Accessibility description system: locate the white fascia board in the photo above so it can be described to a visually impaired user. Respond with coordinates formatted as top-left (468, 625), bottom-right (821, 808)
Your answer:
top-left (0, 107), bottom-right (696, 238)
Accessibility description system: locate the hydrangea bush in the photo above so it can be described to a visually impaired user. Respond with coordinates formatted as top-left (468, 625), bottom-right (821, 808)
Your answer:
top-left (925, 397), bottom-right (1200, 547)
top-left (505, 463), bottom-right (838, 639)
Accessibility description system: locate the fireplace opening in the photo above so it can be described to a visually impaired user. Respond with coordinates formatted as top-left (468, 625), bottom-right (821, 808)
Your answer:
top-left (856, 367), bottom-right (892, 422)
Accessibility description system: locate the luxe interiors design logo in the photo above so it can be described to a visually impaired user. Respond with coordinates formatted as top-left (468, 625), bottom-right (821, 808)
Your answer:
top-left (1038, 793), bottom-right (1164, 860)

**Problem to work on**. Reproduce word for word the part of the records above that opens with the line containing "Accessibility description system: locate the fireplace" and runs through the end of the records, including both of those ends.

**Worked answer**.
Accessibility description system: locate the fireplace opening in the photo above so it can be described to a visually impaired user. Respond with coordinates formatted as top-left (468, 625), bottom-right (821, 808)
Your answer:
top-left (856, 367), bottom-right (892, 422)
Accessibility description system: locate the luxe interiors design logo in the photo above so it can be described to a visually impaired user. Respond with coordinates formatted as top-left (468, 625), bottom-right (821, 808)
Your answer:
top-left (1038, 793), bottom-right (1164, 860)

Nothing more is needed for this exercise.